--- Start Items ---

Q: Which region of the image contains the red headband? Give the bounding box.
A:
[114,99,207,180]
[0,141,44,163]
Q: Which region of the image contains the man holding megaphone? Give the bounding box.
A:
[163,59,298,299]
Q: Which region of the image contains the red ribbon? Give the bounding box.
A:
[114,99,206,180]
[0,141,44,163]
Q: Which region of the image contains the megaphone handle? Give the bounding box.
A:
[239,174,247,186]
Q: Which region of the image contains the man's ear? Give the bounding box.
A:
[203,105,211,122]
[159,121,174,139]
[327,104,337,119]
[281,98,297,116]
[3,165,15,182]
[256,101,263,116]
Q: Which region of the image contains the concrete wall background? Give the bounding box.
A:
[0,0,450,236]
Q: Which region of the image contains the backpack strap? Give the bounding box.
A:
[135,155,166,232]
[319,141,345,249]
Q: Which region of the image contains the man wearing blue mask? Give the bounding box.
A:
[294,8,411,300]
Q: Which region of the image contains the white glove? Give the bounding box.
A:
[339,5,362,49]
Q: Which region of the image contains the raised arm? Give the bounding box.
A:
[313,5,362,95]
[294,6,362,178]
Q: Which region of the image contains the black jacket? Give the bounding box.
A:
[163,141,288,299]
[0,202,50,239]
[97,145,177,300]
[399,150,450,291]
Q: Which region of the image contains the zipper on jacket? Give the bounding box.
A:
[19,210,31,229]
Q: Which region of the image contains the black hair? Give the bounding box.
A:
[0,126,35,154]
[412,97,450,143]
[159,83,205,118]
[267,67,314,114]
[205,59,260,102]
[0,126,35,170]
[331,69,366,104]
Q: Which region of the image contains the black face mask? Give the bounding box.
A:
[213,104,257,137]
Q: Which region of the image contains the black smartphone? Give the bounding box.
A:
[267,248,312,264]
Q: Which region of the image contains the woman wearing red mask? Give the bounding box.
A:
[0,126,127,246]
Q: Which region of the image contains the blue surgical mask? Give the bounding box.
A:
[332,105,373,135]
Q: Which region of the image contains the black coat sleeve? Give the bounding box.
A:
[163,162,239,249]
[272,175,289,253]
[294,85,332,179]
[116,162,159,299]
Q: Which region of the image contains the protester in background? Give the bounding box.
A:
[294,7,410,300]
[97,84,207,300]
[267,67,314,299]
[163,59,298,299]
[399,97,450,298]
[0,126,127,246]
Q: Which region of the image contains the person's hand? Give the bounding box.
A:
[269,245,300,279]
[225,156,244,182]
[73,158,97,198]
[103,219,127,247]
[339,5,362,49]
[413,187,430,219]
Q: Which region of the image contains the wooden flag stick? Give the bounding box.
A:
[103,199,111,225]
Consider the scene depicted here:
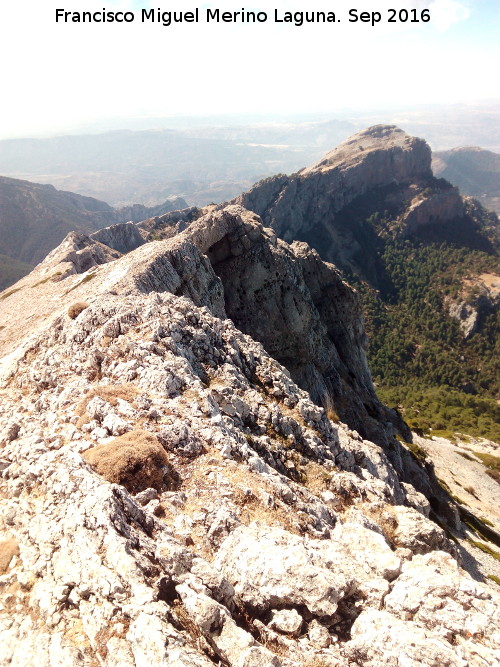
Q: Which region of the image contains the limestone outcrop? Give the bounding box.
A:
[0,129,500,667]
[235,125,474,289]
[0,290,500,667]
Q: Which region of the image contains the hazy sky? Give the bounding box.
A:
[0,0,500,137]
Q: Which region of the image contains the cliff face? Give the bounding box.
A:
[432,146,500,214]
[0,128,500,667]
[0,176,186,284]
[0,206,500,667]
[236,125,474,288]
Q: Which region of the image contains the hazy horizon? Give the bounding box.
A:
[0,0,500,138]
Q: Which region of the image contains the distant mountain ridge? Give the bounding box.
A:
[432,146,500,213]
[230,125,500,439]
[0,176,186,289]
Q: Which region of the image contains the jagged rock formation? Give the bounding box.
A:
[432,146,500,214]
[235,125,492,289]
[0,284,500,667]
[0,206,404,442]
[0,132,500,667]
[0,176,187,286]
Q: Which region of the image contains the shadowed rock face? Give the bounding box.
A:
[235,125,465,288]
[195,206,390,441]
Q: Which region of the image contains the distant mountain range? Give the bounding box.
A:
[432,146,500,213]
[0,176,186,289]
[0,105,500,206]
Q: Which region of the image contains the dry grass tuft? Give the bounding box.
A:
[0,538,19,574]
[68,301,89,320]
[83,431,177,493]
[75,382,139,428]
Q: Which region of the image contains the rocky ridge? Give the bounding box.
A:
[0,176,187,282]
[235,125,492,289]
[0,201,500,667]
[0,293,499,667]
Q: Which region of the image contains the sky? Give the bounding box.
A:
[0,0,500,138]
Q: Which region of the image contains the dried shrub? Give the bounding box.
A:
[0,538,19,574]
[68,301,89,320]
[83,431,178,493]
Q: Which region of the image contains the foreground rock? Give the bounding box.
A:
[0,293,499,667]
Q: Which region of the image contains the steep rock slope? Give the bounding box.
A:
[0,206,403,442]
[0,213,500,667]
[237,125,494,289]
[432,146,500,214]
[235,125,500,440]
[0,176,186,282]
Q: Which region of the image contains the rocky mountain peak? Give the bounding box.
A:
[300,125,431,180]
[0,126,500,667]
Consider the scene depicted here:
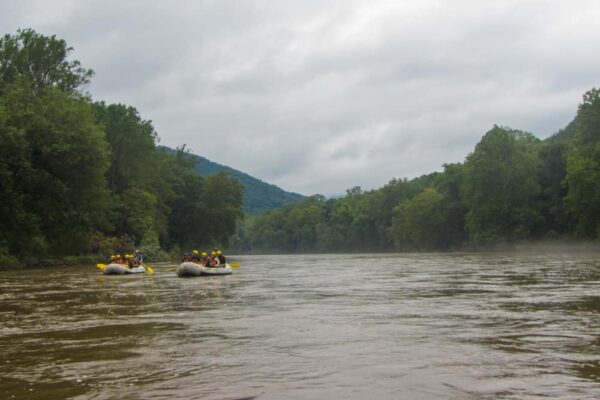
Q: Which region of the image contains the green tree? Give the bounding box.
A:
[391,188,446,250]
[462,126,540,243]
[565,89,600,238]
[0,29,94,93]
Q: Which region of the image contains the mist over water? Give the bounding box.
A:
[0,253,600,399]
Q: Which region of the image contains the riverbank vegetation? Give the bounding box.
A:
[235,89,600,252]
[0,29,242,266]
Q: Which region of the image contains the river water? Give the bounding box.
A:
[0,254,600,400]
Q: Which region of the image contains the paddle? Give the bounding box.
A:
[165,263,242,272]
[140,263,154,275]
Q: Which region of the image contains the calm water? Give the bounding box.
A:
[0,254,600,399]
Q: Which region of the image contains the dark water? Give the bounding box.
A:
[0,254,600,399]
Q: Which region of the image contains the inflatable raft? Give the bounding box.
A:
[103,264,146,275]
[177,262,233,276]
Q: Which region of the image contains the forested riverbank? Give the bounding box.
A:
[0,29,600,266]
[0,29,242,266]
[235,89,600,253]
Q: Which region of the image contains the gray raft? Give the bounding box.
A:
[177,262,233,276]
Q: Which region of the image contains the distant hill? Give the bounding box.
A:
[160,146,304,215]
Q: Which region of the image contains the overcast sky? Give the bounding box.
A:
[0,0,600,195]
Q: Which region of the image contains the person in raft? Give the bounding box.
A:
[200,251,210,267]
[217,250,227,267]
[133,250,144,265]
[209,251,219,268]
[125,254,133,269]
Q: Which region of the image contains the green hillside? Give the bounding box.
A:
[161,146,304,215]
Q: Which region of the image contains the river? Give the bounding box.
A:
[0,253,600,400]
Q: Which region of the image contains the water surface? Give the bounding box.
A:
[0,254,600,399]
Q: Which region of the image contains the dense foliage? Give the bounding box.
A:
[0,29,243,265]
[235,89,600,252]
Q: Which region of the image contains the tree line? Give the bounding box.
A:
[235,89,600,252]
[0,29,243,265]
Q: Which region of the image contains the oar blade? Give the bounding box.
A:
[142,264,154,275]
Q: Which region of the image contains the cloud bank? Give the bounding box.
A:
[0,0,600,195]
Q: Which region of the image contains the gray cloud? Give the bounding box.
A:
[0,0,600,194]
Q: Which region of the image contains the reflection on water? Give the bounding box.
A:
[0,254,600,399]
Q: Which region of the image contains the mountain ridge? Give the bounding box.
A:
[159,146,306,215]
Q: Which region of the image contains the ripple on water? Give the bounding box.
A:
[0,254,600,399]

--- End Items ---

Problem ▸ Arrange every line of the records above as a JSON list of strings, one string per line, and skip any blank lines. Leave the pictures out of your answer.

Complete answer ▸
[
  "Q: Which region of the image contains the red headband? Give the bounding box.",
  "A:",
  "[114,99,207,180]",
  "[0,141,44,163]",
  "Q: Which region of the image contains the man holding megaphone? Give the bounding box.",
  "A:",
  "[163,59,298,299]",
  "Q: Which region of the image contains the red ribbon? Give the bounding box.",
  "A:",
  "[114,99,206,180]",
  "[0,141,44,163]",
  "Q: Which region of the image contains the megaphone handle? Give the bounding box.",
  "A:",
  "[239,174,247,186]",
  "Q: Which region of the image contains the man's ear? Give the bounding box.",
  "A:",
  "[203,105,211,122]",
  "[159,121,174,139]",
  "[327,104,337,119]",
  "[281,98,297,116]",
  "[3,165,15,182]",
  "[256,101,263,116]",
  "Q: Which region of the image contains the concrete wall background? Give the bounding box.",
  "A:",
  "[0,0,450,236]",
  "Q: Which region of the image contains the backpack strap? Give the bounding box.",
  "A:",
  "[135,155,166,232]",
  "[319,141,345,249]",
  "Q: Which region of the image contains the man wearing blue mask? Give the bounding box.",
  "A:",
  "[294,8,411,300]",
  "Q: Which region of the image contains the white glove? Give the bounding box.",
  "A:",
  "[339,5,362,49]",
  "Q: Which region of the image contains the raised arm? Give the bounding box.",
  "A:",
  "[313,5,362,95]",
  "[294,6,362,178]",
  "Q: Which region of the image contains the black jacket? Give the bounding box.",
  "A:",
  "[163,141,288,299]",
  "[0,202,50,239]",
  "[97,145,177,300]",
  "[399,150,450,291]",
  "Q: Which region of the image contains the zipper on jacket? Give the bounding box.",
  "A:",
  "[19,210,31,229]",
  "Q: Which region of the image contains the black hair? Give the bounding box.",
  "A:",
  "[0,126,35,154]",
  "[412,97,450,143]",
  "[159,83,205,118]",
  "[267,67,314,114]",
  "[205,59,260,102]",
  "[0,126,35,170]",
  "[331,69,366,104]",
  "Q: Which region of the image contains the black face mask? Give the bounding box.",
  "A:",
  "[213,104,257,137]",
  "Q: Which region of the image contains the black smartphone? Give the bounding box.",
  "A:",
  "[267,248,312,264]",
  "Q: Which region of the image contains the woman wearing red mask? Give the bounding box.",
  "A:",
  "[0,126,127,246]",
  "Q: Which region of the image contains the blue surgical mask? Give the bounding box.",
  "A:",
  "[332,105,373,135]",
  "Q: Which region of the image contains the black coat sleeve? Give the bounding box.",
  "A:",
  "[163,162,239,249]",
  "[272,175,289,253]",
  "[294,85,332,179]",
  "[116,162,159,299]",
  "Q: Which region of the image contains the protester in background? Give the bounding box.",
  "A:",
  "[294,7,410,300]",
  "[97,84,207,300]",
  "[267,67,314,299]",
  "[163,59,298,299]",
  "[399,97,450,298]",
  "[0,126,127,246]",
  "Q: Which region of the image contains the person's hand? Give the bounding box.",
  "A:",
  "[269,245,300,279]",
  "[225,156,244,182]",
  "[73,158,97,198]",
  "[103,219,127,247]",
  "[339,5,362,49]",
  "[413,187,430,219]",
  "Q: Which region of the image contains the wooden flag stick? Give the bounding box.",
  "A:",
  "[103,199,111,225]",
  "Consider the scene depicted here:",
  "Q: Which region of the image contains the limestone outcrop? Give the bounding box.",
  "A:",
  "[0,129,500,667]",
  "[235,125,474,289]",
  "[0,290,500,667]",
  "Q: Which region of the image contains the hazy sky? Give the bounding box.",
  "A:",
  "[0,0,500,137]",
  "Q: Which region of the image contains the cliff face? Give the bounding box.",
  "A:",
  "[432,146,500,214]",
  "[0,128,500,667]",
  "[0,176,186,284]",
  "[0,206,500,667]",
  "[236,125,474,288]",
  "Q: Which region of the image contains the hazy horizon? Give the bounding box.",
  "A:",
  "[0,0,500,138]",
  "Q: Which region of the image contains the distant mountain ridge? Give the bounding box.",
  "A:",
  "[432,146,500,213]",
  "[230,125,500,439]",
  "[0,176,186,289]",
  "Q: Which region of the image contains the jagged rock formation? Give the bounding box.",
  "A:",
  "[432,146,500,214]",
  "[235,125,492,289]",
  "[0,284,500,667]",
  "[0,206,404,442]",
  "[0,132,500,667]",
  "[0,176,187,286]",
  "Q: Which region of the image contains the shadowed rock face? Give the bounding box.",
  "A:",
  "[235,125,465,288]",
  "[195,206,390,441]",
  "Q: Which region of the image contains the distant mountain range? Give the bounding box.",
  "A:",
  "[432,146,500,213]",
  "[0,176,186,289]",
  "[0,105,500,206]",
  "Q: Which region of the image contains the dry grass tuft? Give the bounding box.",
  "A:",
  "[0,538,19,574]",
  "[68,301,89,320]",
  "[83,431,177,493]",
  "[75,382,139,428]",
  "Q: Which region of the image contains the rocky ridge? Give the bounding box.",
  "A:",
  "[0,176,187,282]",
  "[235,125,492,289]",
  "[0,201,500,667]",
  "[0,293,499,667]",
  "Q: Which region of the image contains the sky? Give the bounding box.",
  "A:",
  "[0,0,500,138]",
  "Q: Which region of the image contains the dried shrub? Give the bounding box.",
  "A:",
  "[0,538,19,574]",
  "[68,301,89,320]",
  "[83,431,178,493]",
  "Q: Which region of the image contains the foreground rock? Give the bounding box.",
  "A:",
  "[0,293,499,667]",
  "Q: Which region of the image contains the steep rock slope? Give the bounding box.",
  "A:",
  "[0,206,403,442]",
  "[0,213,500,667]",
  "[237,125,494,289]",
  "[432,146,500,214]",
  "[235,125,500,440]",
  "[0,176,186,282]",
  "Q: Which region of the image contains the rocky mountain peak? Give the bounding box.",
  "A:",
  "[300,125,431,180]",
  "[0,126,500,667]",
  "Consider the scene depicted here:",
  "Q: Which region of the image contains the green tree? Give the bounding box.",
  "A:",
  "[391,188,446,250]",
  "[462,126,540,243]",
  "[565,89,600,238]",
  "[0,29,94,93]",
  "Q: Which region of the image contains the mist over water? Give the bounding box.",
  "A:",
  "[0,253,600,399]",
  "Q: Which region of the image contains the riverbank vegetation? Give the bounding box.",
  "A:",
  "[235,89,600,252]",
  "[0,29,242,266]",
  "Q: Which region of the image contains the river water? Give the bounding box.",
  "A:",
  "[0,254,600,400]",
  "Q: Which region of the image contains the paddle? Give the bounding box.",
  "A:",
  "[165,263,242,272]",
  "[140,263,154,275]",
  "Q: Which region of the image contains the calm water? Give the bounding box.",
  "A:",
  "[0,254,600,399]",
  "Q: Which region of the image contains the dark water? Give the bounding box.",
  "A:",
  "[0,254,600,399]",
  "Q: Which region of the image contains the inflatable raft? Give the bounding box.",
  "A:",
  "[103,264,146,275]",
  "[177,262,233,276]",
  "Q: Which region of the image contains the forested riverbank? Give the bounding box.",
  "A:",
  "[0,29,600,266]",
  "[0,29,242,266]",
  "[235,89,600,253]",
  "Q: Which region of the image contains the gray raft? Give the bounding box.",
  "A:",
  "[177,262,233,276]",
  "Q: Which region of the image contains the distant hill? Give the bounding box.",
  "A:",
  "[160,146,304,215]",
  "Q: Which region of the image contains the overcast sky? Give the bounding box.",
  "A:",
  "[0,0,600,195]",
  "Q: Which region of the image contains the person in raft? Give the bounding box.",
  "A:",
  "[200,251,210,267]",
  "[217,250,227,267]",
  "[133,250,144,265]",
  "[209,251,219,268]",
  "[125,254,133,269]",
  "Q: Which region of the image contains the green hillside? Give the bounding box.",
  "A:",
  "[161,146,304,215]",
  "Q: Which region of the image contains the river? Give the bounding box.",
  "A:",
  "[0,253,600,400]",
  "Q: Which region of the image contains the water surface? Give the bounding box.",
  "A:",
  "[0,254,600,399]",
  "Q: Which region of the image contains the dense foliage? Give the bounding box.",
  "A:",
  "[0,29,243,265]",
  "[235,89,600,252]",
  "Q: Which region of the image contains the tree line? Give the bounding box.",
  "A:",
  "[235,89,600,252]",
  "[0,29,243,265]",
  "Q: Which region of the image contains the oar blade? Give the bounding box.",
  "A:",
  "[142,264,154,275]",
  "Q: Which region of the image contains the cloud bank? Give the bounding box.",
  "A:",
  "[0,0,600,195]",
  "Q: Which region of the image contains the gray cloud? Give the bounding box.",
  "A:",
  "[0,0,600,194]",
  "Q: Which region of the image contains the reflection on water? Give the bounding box.",
  "A:",
  "[0,254,600,399]",
  "Q: Which region of the image contains the mountain ridge? Give the bounding box.",
  "A:",
  "[159,146,306,215]",
  "Q: Which region of the image contains the ripple on water? Give the bounding box.",
  "A:",
  "[0,254,600,399]"
]